Point annotation records »
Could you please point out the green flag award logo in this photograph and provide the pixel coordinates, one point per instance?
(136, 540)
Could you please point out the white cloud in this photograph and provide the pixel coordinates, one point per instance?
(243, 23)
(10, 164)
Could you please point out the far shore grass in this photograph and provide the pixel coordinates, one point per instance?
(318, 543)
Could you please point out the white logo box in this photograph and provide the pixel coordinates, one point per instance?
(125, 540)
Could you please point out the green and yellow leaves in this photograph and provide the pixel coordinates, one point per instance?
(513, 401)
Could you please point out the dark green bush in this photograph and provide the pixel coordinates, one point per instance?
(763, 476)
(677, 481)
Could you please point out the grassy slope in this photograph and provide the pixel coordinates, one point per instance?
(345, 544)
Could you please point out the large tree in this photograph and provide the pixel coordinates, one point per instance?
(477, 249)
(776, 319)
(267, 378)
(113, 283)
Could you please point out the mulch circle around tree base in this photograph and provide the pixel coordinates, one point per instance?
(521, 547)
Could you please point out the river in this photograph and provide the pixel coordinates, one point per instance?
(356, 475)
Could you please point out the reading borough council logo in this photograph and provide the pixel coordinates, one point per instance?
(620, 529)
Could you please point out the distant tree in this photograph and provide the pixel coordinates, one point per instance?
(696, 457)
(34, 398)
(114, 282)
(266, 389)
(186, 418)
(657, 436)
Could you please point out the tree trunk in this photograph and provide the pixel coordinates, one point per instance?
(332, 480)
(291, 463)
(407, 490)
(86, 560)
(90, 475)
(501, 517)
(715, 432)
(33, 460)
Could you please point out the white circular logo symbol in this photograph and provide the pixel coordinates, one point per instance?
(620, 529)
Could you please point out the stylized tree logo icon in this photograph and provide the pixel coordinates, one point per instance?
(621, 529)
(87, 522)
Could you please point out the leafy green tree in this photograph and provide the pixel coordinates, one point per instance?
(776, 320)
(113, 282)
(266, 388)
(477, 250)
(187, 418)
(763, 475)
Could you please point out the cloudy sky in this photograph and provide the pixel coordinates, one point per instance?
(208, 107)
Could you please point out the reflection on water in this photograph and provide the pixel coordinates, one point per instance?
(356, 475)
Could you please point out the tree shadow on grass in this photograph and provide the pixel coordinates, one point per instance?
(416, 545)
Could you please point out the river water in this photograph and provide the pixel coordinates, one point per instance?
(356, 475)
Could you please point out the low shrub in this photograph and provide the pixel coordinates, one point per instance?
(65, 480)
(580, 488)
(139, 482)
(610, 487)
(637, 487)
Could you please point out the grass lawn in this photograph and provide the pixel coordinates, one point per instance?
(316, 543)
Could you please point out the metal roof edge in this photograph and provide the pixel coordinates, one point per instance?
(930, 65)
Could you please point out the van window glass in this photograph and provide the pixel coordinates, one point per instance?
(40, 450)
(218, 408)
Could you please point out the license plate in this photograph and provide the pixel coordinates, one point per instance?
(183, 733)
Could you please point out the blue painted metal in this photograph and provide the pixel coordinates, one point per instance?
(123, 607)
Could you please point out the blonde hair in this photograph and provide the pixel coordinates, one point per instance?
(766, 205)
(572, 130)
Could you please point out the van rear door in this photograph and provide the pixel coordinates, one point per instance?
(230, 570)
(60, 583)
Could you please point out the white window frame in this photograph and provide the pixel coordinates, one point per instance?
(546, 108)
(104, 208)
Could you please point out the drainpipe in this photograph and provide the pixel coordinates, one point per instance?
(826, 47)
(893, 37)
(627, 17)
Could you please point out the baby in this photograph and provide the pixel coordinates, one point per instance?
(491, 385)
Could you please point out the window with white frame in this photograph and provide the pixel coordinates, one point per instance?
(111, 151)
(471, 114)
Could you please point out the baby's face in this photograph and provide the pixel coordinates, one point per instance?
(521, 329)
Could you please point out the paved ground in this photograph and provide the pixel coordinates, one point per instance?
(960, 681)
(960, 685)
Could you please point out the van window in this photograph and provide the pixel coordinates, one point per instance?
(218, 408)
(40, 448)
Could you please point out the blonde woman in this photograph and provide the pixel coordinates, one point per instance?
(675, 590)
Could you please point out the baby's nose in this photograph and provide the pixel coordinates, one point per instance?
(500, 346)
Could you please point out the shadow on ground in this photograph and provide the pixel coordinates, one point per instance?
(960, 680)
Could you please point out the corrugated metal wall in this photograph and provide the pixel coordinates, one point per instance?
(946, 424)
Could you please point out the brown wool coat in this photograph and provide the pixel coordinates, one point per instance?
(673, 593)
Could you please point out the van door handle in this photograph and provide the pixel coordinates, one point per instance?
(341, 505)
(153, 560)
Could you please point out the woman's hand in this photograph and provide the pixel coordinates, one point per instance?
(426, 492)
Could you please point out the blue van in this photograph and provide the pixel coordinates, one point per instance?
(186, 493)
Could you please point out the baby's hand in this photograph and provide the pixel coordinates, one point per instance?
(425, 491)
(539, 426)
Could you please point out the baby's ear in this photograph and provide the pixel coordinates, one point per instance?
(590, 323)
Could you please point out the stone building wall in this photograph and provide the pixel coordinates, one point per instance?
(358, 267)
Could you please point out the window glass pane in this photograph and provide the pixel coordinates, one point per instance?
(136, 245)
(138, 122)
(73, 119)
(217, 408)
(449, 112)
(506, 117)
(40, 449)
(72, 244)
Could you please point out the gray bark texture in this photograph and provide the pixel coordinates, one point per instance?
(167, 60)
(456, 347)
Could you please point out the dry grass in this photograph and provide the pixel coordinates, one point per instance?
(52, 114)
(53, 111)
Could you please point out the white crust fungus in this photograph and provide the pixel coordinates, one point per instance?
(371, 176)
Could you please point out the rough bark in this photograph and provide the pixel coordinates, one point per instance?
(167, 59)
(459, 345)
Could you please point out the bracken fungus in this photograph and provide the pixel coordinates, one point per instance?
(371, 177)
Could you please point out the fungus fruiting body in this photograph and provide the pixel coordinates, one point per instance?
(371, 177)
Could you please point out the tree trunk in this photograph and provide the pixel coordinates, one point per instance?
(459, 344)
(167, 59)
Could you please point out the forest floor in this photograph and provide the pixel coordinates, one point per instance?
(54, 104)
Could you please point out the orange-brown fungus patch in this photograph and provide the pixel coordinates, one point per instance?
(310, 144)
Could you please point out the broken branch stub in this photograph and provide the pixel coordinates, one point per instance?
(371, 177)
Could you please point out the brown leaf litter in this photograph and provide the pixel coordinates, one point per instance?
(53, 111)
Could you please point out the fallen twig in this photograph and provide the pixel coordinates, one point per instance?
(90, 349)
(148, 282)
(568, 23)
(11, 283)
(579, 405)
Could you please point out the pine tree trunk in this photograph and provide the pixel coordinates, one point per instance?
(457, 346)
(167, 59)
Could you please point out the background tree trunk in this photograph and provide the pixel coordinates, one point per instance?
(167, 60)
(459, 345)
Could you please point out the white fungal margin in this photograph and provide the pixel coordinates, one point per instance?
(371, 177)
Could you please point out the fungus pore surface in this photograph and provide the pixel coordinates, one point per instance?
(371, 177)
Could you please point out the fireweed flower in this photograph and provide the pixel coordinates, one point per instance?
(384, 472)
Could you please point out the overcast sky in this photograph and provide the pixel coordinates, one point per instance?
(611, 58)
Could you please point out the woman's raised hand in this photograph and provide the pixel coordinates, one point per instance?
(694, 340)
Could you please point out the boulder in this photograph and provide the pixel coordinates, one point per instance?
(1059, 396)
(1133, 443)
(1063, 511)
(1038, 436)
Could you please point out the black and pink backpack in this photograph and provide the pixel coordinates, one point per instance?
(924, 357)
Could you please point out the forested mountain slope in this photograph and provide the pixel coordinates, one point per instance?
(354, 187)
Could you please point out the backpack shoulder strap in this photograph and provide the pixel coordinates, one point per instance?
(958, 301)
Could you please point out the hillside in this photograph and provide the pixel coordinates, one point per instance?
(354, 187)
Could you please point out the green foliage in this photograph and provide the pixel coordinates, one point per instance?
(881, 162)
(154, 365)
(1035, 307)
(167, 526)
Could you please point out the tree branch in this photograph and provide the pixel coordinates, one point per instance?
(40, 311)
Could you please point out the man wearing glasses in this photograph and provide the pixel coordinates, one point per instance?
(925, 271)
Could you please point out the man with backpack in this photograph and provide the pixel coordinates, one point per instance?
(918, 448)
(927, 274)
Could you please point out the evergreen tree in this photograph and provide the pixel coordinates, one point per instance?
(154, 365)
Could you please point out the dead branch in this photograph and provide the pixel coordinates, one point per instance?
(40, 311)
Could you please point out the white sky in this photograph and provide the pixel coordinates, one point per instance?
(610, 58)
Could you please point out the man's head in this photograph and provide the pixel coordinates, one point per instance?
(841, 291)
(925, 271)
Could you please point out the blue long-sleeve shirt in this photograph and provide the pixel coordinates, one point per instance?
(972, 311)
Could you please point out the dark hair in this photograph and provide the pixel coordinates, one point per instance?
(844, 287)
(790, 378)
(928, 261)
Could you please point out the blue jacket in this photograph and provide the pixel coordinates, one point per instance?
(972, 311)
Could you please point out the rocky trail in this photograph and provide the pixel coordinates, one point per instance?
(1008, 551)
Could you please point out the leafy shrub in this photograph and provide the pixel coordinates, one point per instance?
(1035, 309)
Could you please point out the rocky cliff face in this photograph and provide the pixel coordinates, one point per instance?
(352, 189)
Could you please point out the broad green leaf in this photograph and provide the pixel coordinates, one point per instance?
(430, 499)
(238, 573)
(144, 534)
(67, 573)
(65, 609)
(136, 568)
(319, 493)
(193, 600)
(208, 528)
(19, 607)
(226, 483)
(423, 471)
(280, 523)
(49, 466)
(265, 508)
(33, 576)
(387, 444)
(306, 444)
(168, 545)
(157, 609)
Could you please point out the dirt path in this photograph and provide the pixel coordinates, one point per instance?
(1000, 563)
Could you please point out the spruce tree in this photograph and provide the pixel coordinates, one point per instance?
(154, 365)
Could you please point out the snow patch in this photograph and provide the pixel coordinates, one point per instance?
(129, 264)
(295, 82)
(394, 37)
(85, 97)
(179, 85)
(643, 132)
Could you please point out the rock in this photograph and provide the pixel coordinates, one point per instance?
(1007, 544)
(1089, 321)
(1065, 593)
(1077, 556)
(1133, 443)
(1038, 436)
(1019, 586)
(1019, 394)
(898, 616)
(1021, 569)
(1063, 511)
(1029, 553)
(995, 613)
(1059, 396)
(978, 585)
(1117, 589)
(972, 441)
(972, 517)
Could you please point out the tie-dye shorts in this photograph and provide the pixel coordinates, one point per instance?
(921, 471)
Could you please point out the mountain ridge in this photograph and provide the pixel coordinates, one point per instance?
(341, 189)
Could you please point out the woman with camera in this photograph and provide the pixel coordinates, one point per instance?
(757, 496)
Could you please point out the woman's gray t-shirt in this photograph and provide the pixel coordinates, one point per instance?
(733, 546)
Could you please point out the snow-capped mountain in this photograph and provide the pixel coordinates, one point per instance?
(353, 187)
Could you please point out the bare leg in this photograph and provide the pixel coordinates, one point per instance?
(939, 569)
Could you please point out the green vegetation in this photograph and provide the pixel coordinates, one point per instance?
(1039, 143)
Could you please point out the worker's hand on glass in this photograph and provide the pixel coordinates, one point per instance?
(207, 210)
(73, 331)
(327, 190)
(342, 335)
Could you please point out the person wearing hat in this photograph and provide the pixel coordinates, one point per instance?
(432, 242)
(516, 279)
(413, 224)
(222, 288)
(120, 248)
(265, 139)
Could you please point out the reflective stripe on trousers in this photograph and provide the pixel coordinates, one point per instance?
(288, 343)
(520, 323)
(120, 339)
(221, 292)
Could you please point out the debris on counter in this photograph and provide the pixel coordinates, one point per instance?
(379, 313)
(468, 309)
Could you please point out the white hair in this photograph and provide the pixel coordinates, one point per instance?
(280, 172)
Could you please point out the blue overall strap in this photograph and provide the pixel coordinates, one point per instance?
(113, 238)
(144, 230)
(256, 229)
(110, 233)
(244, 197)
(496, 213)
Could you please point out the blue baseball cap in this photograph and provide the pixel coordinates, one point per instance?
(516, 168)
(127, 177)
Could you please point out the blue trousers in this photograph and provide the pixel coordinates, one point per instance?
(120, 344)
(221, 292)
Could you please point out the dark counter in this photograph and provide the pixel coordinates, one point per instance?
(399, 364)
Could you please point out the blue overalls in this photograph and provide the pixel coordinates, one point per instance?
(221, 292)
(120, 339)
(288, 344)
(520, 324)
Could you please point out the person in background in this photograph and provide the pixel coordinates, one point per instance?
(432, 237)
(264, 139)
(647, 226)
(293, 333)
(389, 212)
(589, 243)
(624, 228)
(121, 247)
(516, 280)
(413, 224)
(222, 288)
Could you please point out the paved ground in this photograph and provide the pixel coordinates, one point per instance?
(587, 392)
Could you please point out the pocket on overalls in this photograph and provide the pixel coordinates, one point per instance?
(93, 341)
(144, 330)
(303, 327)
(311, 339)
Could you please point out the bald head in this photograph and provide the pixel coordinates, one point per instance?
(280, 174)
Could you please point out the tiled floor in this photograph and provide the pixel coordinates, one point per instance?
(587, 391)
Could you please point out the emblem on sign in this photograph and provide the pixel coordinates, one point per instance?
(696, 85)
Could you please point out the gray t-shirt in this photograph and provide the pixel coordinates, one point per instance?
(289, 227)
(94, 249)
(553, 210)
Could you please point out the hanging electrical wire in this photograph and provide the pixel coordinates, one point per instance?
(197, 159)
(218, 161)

Problem to work on » Extract every line from the one containing "Could you please point out the blue baseball" to the end of the entries, including both of those lines, exactly as given and with nothing added.

Full solution »
Could you please point out the blue baseball cap in this photograph and provide the pixel coordinates, one point per instance?
(516, 168)
(127, 177)
Could you please point out the blue trousers in this photograph and provide the pixel coordinates, one point per instance?
(120, 344)
(221, 292)
Could you please point out the dark counter in this photograph and provide the pixel coordinates, one point per instance?
(399, 364)
Could you please point out the blue overalls in this photograph and provide the pixel coordinates, one point per instance?
(221, 292)
(120, 339)
(288, 344)
(520, 324)
Could you please point out the person in background in this photograph and provide the pixel coordinates, one point per instance?
(432, 237)
(264, 139)
(647, 226)
(293, 333)
(389, 212)
(589, 243)
(624, 228)
(121, 247)
(516, 280)
(413, 224)
(222, 288)
Could you please point out the paved ground in this photograph and provide the pixel coordinates, one point per instance?
(587, 392)
Could you please point out the pocket on overalls in this photograph and provide the pixel coordinates, one point per instance?
(93, 341)
(144, 330)
(303, 327)
(311, 339)
Could you please point out the bald head in this photograph and provide the pixel coordinates, one point per instance?
(280, 174)
Could you please point out the tiled floor in this photograph and provide the pixel coordinates, one point per instance?
(587, 391)
Could you please point out the emblem on sign in this photograph and provide the pixel coordinates, one point per instance?
(696, 85)
Could you please point out the gray t-shirt in this photograph and provide the pixel coordinates, one point per instance?
(289, 227)
(94, 249)
(553, 210)
Could you please point out the hanging electrical wire in this photograph and provide the pixel coordinates, one point per instance?
(197, 159)
(218, 161)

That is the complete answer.